··· Records supplied ···

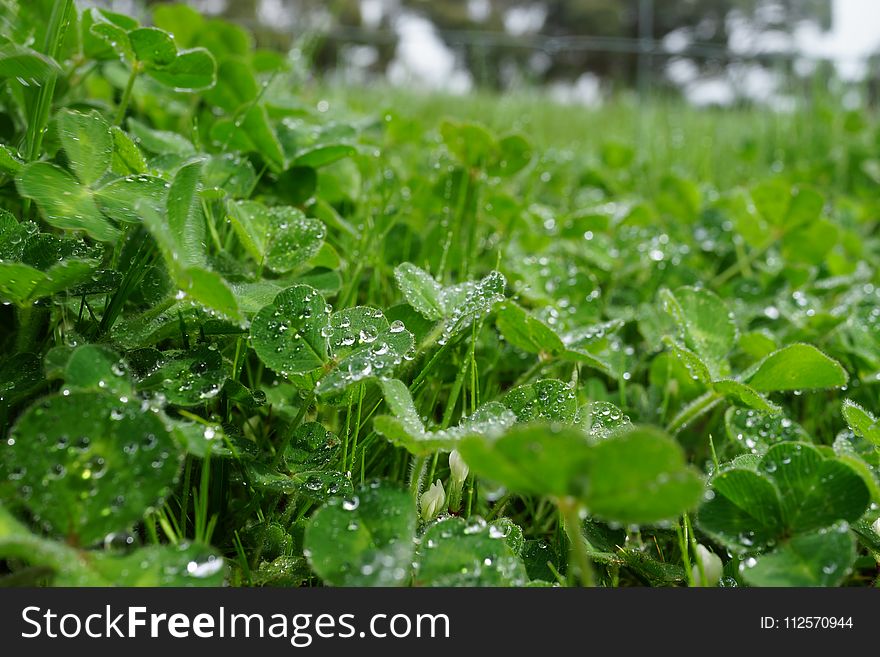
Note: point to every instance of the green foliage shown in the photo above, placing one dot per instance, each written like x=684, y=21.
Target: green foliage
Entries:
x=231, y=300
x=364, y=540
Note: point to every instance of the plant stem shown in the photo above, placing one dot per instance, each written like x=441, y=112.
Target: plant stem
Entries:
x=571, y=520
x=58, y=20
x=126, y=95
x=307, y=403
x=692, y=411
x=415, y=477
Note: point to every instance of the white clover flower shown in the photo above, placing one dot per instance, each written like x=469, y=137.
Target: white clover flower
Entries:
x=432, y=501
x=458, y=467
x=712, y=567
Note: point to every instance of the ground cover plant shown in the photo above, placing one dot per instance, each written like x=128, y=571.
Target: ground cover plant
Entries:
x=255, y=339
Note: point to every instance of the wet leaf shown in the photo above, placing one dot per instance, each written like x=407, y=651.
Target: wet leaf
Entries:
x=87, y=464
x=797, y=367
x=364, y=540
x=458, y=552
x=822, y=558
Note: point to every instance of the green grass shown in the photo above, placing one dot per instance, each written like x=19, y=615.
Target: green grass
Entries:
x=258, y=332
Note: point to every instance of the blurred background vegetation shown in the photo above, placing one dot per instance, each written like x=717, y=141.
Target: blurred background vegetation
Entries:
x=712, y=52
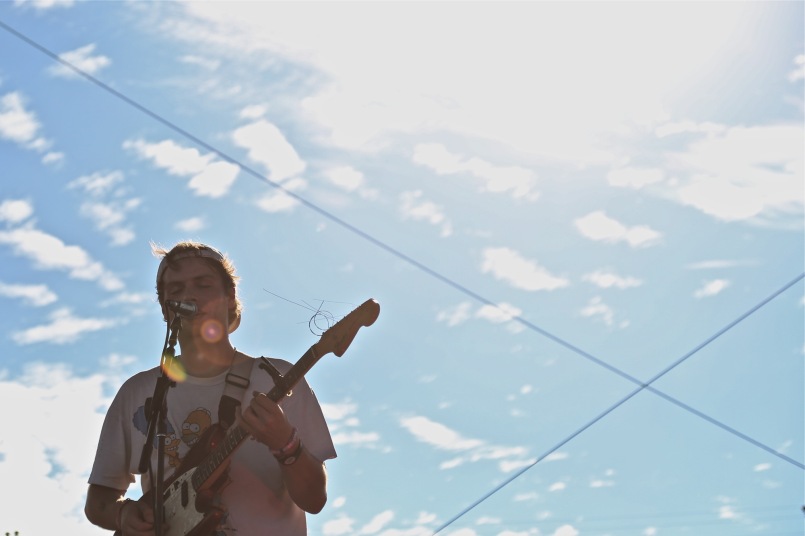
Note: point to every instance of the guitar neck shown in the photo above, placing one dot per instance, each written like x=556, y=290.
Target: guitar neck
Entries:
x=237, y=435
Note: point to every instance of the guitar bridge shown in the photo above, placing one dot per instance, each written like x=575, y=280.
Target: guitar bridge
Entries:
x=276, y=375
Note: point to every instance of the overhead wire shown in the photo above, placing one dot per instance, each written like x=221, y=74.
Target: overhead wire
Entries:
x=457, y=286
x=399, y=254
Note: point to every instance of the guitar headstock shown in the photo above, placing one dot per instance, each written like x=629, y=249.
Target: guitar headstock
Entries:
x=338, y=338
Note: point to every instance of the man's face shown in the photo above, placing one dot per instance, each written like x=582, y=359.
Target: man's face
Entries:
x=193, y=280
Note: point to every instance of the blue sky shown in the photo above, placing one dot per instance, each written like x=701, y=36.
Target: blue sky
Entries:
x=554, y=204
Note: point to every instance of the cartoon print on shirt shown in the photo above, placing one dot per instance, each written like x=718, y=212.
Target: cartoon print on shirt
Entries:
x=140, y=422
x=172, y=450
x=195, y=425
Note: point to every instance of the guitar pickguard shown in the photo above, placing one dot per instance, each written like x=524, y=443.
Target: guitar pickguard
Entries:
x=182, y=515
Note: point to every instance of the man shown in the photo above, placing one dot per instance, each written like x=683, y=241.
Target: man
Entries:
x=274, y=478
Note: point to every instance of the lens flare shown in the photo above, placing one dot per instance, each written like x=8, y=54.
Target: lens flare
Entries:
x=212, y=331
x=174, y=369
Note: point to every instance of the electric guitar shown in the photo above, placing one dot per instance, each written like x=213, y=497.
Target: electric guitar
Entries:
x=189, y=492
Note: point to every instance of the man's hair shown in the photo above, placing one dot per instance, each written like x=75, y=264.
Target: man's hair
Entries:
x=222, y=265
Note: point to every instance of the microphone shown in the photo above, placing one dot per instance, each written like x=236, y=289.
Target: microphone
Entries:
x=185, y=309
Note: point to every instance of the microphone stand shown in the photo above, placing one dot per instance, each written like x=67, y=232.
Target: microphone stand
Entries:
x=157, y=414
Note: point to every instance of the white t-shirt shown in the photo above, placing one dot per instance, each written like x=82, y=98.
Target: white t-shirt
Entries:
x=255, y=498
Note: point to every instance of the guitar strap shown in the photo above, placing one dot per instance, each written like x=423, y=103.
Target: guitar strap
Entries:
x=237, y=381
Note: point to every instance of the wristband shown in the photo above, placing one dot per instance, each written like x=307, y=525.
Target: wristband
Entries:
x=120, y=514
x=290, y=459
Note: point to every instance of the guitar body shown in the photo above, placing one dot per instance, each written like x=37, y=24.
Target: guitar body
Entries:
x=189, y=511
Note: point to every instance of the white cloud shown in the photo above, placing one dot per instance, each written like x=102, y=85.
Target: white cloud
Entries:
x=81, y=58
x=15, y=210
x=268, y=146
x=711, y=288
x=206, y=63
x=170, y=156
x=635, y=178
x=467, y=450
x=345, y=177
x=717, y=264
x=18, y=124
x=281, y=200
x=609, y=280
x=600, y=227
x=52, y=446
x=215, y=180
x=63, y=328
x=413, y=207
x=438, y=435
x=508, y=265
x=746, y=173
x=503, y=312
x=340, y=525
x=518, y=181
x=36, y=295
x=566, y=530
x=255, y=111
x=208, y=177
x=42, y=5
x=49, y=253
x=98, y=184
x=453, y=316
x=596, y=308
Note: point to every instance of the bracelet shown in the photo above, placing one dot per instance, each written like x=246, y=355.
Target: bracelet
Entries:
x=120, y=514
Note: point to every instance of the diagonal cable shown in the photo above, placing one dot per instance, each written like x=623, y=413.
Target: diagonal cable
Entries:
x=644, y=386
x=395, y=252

···
··· Records supplied ···

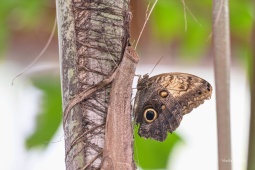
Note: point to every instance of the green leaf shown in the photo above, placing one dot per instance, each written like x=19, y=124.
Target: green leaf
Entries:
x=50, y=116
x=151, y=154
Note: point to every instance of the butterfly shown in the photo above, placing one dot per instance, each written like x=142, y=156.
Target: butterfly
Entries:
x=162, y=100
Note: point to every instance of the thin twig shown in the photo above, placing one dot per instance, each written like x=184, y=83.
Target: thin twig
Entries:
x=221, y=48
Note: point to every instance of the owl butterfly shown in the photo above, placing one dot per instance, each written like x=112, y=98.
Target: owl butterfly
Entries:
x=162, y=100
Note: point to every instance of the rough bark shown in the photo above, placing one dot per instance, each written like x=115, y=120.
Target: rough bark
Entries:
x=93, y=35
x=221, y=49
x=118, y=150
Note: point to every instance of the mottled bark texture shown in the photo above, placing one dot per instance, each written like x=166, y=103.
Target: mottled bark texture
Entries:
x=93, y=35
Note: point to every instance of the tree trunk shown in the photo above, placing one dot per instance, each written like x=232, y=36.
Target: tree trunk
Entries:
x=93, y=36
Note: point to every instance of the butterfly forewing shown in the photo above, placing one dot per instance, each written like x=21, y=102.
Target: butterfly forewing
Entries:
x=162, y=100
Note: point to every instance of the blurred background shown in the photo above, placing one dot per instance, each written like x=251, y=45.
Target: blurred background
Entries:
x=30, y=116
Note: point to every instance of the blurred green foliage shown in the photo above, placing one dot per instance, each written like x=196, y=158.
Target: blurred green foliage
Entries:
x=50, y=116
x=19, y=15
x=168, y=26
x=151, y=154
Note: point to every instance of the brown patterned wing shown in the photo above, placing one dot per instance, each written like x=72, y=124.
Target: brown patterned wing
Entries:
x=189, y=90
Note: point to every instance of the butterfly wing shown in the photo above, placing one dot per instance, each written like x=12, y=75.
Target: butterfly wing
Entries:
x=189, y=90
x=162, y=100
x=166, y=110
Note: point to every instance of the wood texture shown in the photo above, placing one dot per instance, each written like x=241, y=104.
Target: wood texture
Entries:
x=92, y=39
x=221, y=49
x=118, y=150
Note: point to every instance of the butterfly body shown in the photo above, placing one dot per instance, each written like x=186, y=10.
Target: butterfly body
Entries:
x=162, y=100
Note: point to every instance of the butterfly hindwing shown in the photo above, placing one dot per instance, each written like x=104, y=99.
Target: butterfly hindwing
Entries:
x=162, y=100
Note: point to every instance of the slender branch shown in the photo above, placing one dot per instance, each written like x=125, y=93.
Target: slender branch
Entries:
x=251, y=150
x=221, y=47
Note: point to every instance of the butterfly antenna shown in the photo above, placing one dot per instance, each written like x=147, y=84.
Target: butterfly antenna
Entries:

···

## Problem to work on
From the records above, extract each line that contains the word "face" and copy it in full.

## Solution to the exercise
Note: point to every instance of the man's face shown in the photo above, placing one dot per instance, each written like x=582, y=359.
Target: man's face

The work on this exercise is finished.